Text block:
>> begin

# Artinian Modules

Instead of the ascending chain condition, we can take its reverse.

Definition.

Let M be an A-module. Consider the set $\Sigma$ of submodules of M, ordered by inclusion, i.e. $N \le N'$ if and only if $N\subseteq N'$. We say M is artinian if $\Sigma$ is noetherian.

The ring A is said to be artinian if it is artinian as a module over itself.

Again M is artinian if either of the following equivalent conditions holds.

• Every non-empty collection of submodules of M has a minimal element.
• If $N_0 \supseteq N_1 \supseteq N_2 \supseteq \ldots$ is a sequence of submodules of M, then $N_k = N_{k+1} = \ldots$ for some $k\ge 0$.

### Examples

Let $A = \mathbb Z$. This is a noetherian ring as we saw; it is not artinian because we have a decreasing sequence of ideals $(2) \supset (4) \supset (8) \supset \ldots$.

Let $M = B / \mathbb Z$ as a $\mathbb Z$-module where $B = \{\frac a {2^k} \in \mathbb Q : a, k \in \mathbb Z\}$. Then M is artinian but not noetherian (exercise). We thus see that an artinian module is not finitely generated in general.

Exercise A

1. Prove that in an exact sequence of A-modules: $0 \longrightarrow N \longrightarrow M \longrightarrow P \longrightarrow 0$,

M is artinian if and only if N and P are. In particular, the direct sum of two artinian modules is artinian.

2. Prove that if M is a noetherian A-module, any surjective linear $f:M\to M$ is also injective. State and prove the dual statement for an artinian module.

Decide if each of the following statements is true.

3. The product of any two artinian rings is artinian.

4. Any quotient of an artinian ring is artinian.

>> end

Dataset section:
>> begin

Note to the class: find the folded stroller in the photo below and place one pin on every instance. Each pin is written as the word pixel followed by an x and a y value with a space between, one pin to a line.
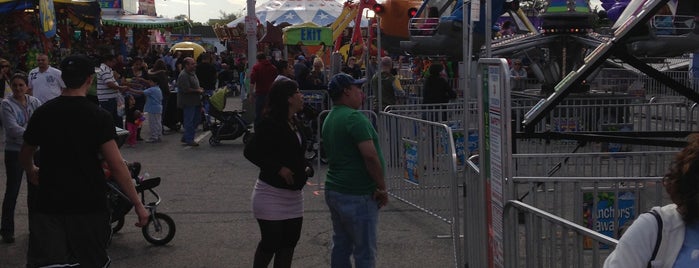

>> end

Exercise prompt:
Condense the paragraph in the artinian modules text that begins "Let M be an A-module" into a shorter version that keeps its main facts.

Solution:
An A-module M is artinian if $\Sigma$, the set of its submodules ordered by inclusion ($N \le N'$ if and only if $N \subseteq N'$), is noetherian.